Allows you to customise the installation of an OS installed by PINN.

Introduction

After PINN installs the standard boot and root images to the SD card, this modification allows a custom set of files to be copied, decompressed and extracted onto any partition of the distro being installed. Therefore, several variants of the same OS can be provided from the same installation files, thus saving space.

Flavours

First, a brief explanantion about flavours.

Early versions of NOOBS introduced the concept of flavours to install the same version of Raspbian in 3 different ways: to boot to the command line, desktop or straight into Scratch, without the need to store the installation files for 3 separate versions of the same OS. These days, this functionality is provided by raspi-config and no other distro made use of the functionality of flavours. So PINN enhanced this functionality to provide more comprehensive yet simple customisation features.

In this documentation I use flavour to represent the "os name" plus a "flavour" suffix. Typically a flavour name is the os name appended with a dash and the flavour suffix. See flavours.json if it exists for your distro.

Customisation Files

Three types of customisation files can be used. They must all have the same base filename of (flavour)_(partitionName) and differ in the three extensions that may be used:

  • (flavour)_(partitionName).tar
  • (flavour)_(partitionName).tar.xz
  • (flavour)_(partitionName).txt

(Any spaces in the flavour or partitionName should be replaced by underscores)
The above files can be used individually or in combination. If more than one is found they are processed in the above order. They should be placed in the os/(distro) folder.
The .tar file will be un-tarred to the root of the appropriate partition.
The .tar.xz file is assumed to be a compressed tar file and is treated in the same way as a .tar file after decompression.
The .txt file is a control file that PINN will process to customise the OS. In its simplest form it provides a list of files to be installed over the OS, each on a separate line. Additionally, it can include controls to change folders, specify additional .tar files to install, or even include other .txt control files. In this way, many customisations can be provided individually and a master control file canbe used to selectively install a subset of them. This are described in more detail in Advanced Customisations below.

Detailed Description

What can it be used for?

This method is for simple customisations of a distro. It behaves a bit like applying a patch file to the distro after it has been installed. As such it can replace or add files to the distro, but not delete existing files.
Some examples of its use are therefore:

  • setting up wifi so that it works "out of the box"
  • installing script files to install other packages (either manually or on first boot - like raspi-config)
+---+
Carry on the text about customizing PINN installations, starting after its final line.

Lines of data
+---+
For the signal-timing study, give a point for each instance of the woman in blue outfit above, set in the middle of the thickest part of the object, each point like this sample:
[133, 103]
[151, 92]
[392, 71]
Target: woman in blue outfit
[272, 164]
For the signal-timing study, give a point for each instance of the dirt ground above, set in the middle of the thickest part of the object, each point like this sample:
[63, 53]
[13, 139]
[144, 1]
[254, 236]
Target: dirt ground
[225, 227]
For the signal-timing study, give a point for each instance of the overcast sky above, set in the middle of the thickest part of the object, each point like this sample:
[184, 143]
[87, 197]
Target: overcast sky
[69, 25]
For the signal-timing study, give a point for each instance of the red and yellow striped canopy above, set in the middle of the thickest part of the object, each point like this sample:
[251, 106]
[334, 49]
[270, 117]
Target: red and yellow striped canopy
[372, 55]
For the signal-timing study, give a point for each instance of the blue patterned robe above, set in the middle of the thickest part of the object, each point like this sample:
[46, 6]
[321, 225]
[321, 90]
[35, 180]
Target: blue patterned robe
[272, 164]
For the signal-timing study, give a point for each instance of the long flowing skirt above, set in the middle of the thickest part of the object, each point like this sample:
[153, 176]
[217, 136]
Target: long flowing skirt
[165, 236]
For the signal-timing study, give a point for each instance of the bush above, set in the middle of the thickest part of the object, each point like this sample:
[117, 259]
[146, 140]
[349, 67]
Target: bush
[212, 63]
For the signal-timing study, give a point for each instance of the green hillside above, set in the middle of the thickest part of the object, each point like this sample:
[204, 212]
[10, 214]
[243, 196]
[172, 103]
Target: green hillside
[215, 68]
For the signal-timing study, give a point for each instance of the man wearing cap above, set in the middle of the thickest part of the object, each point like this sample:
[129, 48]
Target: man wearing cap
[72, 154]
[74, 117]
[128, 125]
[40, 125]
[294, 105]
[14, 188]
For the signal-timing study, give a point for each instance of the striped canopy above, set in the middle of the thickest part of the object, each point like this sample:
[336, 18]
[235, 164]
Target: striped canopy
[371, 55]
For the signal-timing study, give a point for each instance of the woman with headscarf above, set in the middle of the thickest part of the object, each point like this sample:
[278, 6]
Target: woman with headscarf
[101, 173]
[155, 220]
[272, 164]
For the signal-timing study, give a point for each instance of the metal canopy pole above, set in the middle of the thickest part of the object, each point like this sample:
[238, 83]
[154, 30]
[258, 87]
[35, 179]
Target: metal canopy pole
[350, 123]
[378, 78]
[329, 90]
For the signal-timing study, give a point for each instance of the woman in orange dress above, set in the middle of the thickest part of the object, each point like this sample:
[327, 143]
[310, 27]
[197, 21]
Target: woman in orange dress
+---+
Result for this exercise
  • provide standard configurations for config.txt (instead of requiring raspi-config to be executed on first execution)
  • install a standard set of "lesson support materials" into the /home/pi folder.

Benefits

  • ideal for small customisations
  • does not require the creation of a full customised OS
  • independent of PINN distributions
  • the same customisations can be quickly and easily applied to a subsequent update of an OS distribution.

What it doesn't do

Currently it does not execute user-defined scripts, it simply copies/replaces existing files. Whilst it could be used to copy entire packages onto the distro, this use is not recommended and it is suggested to follow the existing instructions to create a customised OS if the modifications are extensive.

Rationale

I like to use the latest version of PINN whenever it is released, ensuring I get all the latest updates and distro versions. However, whenever I update to a new version, or reinstall a distro from PINN, I end up having to apply the same customisations and installations over and over again. I've now learnt to create scripts for these common operations and a custom tarball that I can use to overwrite files like /etc/network/interfaces etc. But it's still an extra step to perform after PINN has finished. So I thought about how this could be applied automatically.

The ability to patch using a flavour would be ideal for schools and others, it could save building full custom images and avoids having to rebuild it for every new release of Raspbian. It would also allow Zero-config setups, for instance you'd be able to configure PINN to auto-install a distro which has direct wifi networking enabled out of the box.

How does the PINNconfig customisation work?

After PINN has installed a distro, it runs the partition_setup.sh script for that distro. Then it looks for files in the distro folder with a basename of (flavour)_(partitionName) and an extension of either .tar, .tar.xz or .txt.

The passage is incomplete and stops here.